§ **Your instructions**:
Find each line below where the word "hair" occurs, and copy it.
*** Opening Data for review ***
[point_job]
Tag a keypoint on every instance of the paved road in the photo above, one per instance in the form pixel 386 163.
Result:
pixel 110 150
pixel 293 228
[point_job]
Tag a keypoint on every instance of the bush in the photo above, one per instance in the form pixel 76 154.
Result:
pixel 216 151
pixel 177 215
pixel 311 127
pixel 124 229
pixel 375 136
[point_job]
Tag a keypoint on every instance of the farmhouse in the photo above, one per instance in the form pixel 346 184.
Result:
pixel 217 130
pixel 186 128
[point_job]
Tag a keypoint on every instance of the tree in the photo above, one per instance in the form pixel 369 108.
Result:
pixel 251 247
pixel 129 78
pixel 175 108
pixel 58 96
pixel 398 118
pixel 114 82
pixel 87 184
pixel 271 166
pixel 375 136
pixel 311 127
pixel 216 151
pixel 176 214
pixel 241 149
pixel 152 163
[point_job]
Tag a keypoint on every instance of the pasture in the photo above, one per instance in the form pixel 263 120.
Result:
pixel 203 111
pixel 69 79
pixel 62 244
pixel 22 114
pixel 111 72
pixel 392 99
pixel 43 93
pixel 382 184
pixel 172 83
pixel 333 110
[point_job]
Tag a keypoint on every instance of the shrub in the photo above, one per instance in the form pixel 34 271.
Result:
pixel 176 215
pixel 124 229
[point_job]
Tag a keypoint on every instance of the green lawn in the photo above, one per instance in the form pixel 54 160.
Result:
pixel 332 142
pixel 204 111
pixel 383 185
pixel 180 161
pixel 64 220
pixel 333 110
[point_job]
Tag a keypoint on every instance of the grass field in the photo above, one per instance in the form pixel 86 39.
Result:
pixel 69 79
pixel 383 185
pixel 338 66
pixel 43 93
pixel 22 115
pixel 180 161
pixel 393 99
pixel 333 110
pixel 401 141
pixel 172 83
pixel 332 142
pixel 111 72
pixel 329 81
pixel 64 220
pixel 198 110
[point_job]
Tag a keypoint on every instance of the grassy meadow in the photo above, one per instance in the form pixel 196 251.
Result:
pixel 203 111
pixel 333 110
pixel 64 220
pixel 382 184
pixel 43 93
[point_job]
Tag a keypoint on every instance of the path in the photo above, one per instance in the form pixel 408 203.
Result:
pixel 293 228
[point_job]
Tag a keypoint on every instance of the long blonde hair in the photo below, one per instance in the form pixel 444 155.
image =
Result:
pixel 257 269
*** Closing Data for review ***
*** Opening Data for review ***
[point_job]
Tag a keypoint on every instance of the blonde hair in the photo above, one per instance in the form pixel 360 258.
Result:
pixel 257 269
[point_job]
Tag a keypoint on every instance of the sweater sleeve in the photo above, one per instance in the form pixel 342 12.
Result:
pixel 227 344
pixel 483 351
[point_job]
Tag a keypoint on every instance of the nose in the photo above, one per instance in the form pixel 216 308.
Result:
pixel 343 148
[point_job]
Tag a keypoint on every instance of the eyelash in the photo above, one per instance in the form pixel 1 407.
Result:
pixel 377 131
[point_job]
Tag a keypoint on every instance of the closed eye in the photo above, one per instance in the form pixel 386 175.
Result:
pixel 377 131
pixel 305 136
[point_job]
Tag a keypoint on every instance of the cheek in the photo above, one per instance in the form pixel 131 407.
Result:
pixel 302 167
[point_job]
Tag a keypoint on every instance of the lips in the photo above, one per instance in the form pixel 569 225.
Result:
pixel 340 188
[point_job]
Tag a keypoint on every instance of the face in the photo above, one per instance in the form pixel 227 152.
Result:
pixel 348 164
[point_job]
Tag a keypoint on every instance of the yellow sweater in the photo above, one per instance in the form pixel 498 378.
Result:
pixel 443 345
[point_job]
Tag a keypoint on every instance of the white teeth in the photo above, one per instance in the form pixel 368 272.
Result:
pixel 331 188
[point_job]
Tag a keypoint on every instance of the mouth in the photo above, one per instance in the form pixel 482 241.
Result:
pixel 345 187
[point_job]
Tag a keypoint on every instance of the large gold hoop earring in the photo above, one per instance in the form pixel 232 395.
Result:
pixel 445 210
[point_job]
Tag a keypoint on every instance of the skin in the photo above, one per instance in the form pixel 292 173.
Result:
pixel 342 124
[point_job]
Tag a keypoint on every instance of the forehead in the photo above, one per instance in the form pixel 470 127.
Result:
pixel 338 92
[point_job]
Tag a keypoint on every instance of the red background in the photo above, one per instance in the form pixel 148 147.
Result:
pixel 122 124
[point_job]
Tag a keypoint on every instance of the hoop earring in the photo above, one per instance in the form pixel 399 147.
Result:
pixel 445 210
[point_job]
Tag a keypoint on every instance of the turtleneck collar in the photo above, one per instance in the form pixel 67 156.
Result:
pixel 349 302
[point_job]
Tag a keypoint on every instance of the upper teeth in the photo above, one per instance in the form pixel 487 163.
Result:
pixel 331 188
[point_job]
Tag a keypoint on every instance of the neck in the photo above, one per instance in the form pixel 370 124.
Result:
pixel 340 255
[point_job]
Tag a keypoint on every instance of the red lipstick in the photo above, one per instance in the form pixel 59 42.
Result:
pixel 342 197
*** Closing Data for review ***
§ **Solution to this problem**:
Tag a keypoint on every instance of the long blonde hair in the photo below, one per instance in the form pixel 444 155.
Tag a keypoint on every instance of the blonde hair in the photo above, one per instance in the form pixel 360 258.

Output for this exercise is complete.